■ EXERCISE INSTRUCTIONS
Your answer should be only the lines below from the one with "pixel 200 135" to the one with "Query: tiled floor", repeated exactly, ends included.

■ SUPPLIED INFORMATION
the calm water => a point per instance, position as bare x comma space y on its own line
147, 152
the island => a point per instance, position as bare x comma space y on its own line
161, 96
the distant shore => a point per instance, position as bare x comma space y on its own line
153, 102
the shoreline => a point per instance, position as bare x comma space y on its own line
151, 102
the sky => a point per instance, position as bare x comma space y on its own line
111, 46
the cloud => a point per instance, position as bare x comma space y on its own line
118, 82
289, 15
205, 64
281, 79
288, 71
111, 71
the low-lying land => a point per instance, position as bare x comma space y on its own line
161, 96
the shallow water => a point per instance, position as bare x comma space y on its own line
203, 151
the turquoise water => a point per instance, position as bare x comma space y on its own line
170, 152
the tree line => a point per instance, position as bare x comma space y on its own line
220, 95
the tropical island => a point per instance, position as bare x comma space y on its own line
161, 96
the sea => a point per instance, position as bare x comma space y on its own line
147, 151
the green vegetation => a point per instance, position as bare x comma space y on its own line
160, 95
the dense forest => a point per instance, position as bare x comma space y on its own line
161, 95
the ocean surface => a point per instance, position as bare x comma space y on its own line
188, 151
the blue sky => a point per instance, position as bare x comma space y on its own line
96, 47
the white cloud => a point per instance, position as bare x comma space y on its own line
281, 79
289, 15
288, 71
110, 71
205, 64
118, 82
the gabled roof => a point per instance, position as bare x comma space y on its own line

...

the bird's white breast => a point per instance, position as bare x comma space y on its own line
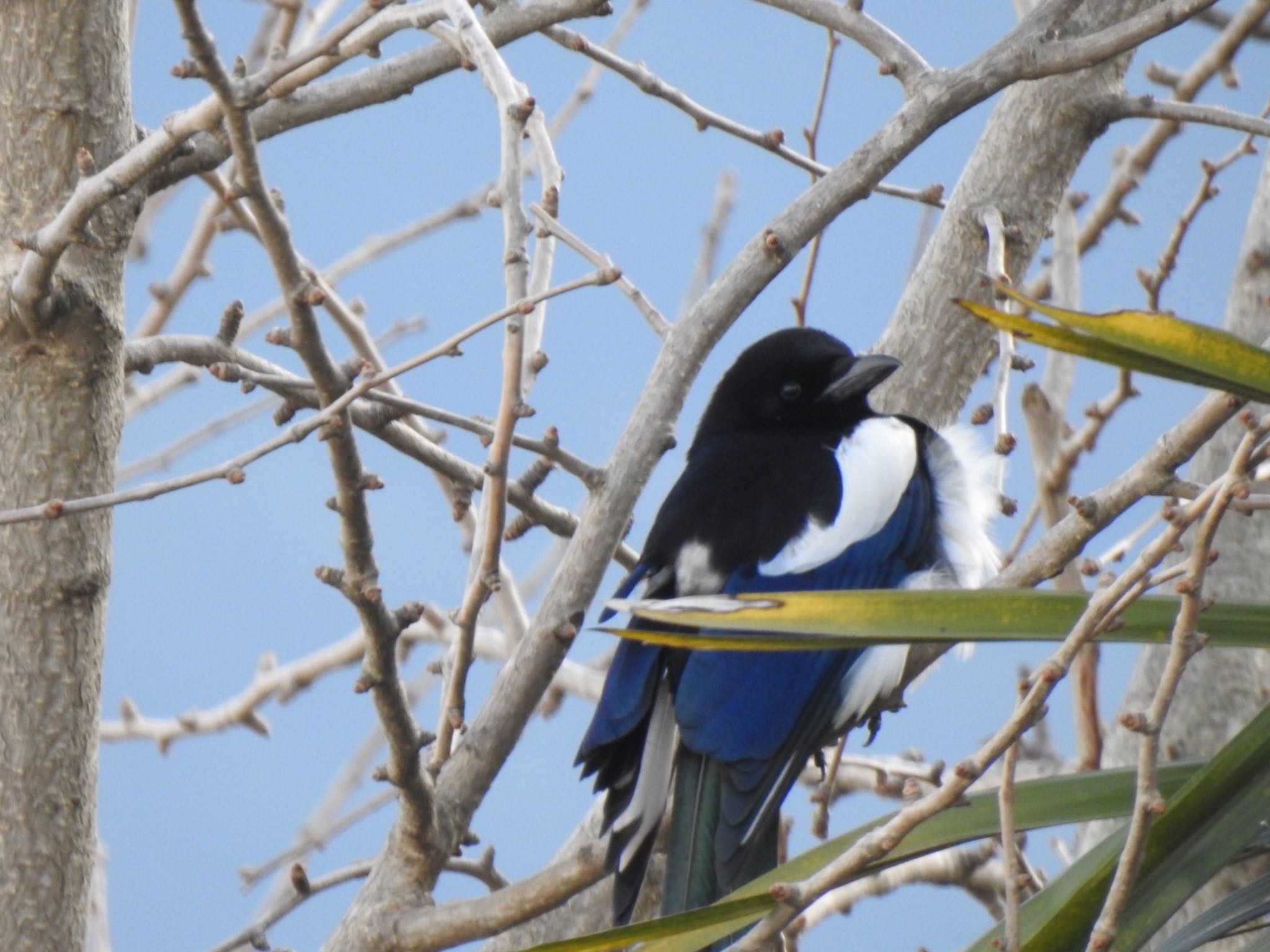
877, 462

--

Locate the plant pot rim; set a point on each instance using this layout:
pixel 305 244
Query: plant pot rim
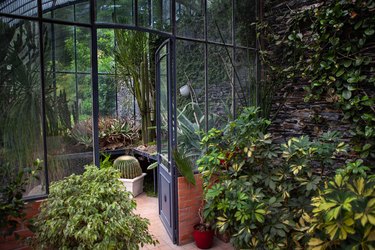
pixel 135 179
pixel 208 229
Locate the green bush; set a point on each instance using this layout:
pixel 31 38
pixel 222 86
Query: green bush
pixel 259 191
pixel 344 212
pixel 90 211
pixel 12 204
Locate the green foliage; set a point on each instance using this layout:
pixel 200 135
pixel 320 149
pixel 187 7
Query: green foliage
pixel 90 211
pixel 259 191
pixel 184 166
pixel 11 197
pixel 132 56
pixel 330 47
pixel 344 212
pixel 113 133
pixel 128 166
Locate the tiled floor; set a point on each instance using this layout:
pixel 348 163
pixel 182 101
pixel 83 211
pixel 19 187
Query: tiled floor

■ ANSWER SPACE
pixel 200 135
pixel 320 149
pixel 187 7
Query: green foliage
pixel 90 211
pixel 259 191
pixel 184 166
pixel 11 197
pixel 132 56
pixel 330 47
pixel 344 212
pixel 113 133
pixel 128 166
Locate the tiled floor; set a point on each instance using this layout:
pixel 348 163
pixel 182 101
pixel 83 211
pixel 19 187
Query: tiled floor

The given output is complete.